▶ _Text extract_

********************

Faruk Šabanović, Class of 2022

option5, 2022
Animated style exploration using programmable puppetry, on home found objects, servos, micro-controller, laptop, camera, microphone.

We are conditioned to understand and crave the narratives that emerge at the battle site, inspiring and supporting bare survival in hard times and celebrating the heroism of our endeavors during the periods of grace and peace. We maintain the polarization and division through the narratives embedded in street names, monuments, stories, plays, and texts – so the conflict remains unforgotten, unforgiven, and anticipated.

The lack of symbolism and labels in the elements before us, like blank pieces of paper, nonrepresentational geometry, and deconstructed apparatus repurposed for intangible labor, allows us to engage in narratives that hopefully one day perhaps become unburdened from our conflict-crisis-resolution frame of references. Like the ganzfeld effect, in which one who stares at a featureless view field their mind starts projecting and hallucinating features, our mind creates something out of the elaborate nothing.

Faruk Sabanovic is an artist, animator, and filmmaker who combines generative art, software development, traditional and computer animation with live-action film, installation, and theatre.

********************

▶ _Objective 1_
Count the lines in the records below that contain the word "here". Reply with the number only.

▶ _Information supplied_

********************

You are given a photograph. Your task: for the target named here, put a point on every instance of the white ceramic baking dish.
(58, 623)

********************

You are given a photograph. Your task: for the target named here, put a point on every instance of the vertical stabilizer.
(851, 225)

********************

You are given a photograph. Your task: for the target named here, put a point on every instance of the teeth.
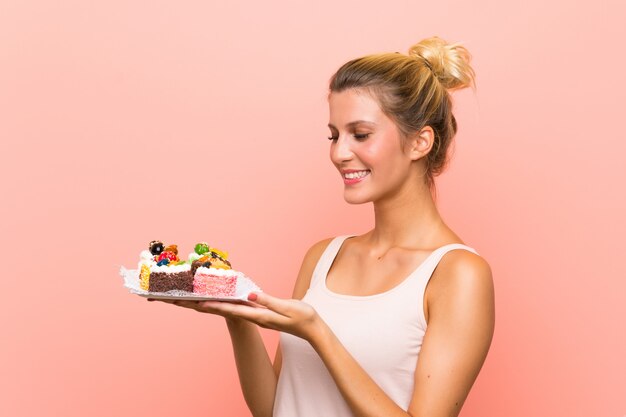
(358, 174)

********************

▶ _Objective 2_
In the text about Faruk Šabanović, which materials and devices does the description of option5 list?

▶ _Right answer 1_
3

▶ _Right answer 2_
home found objects, servos, micro-controller, laptop, camera, microphone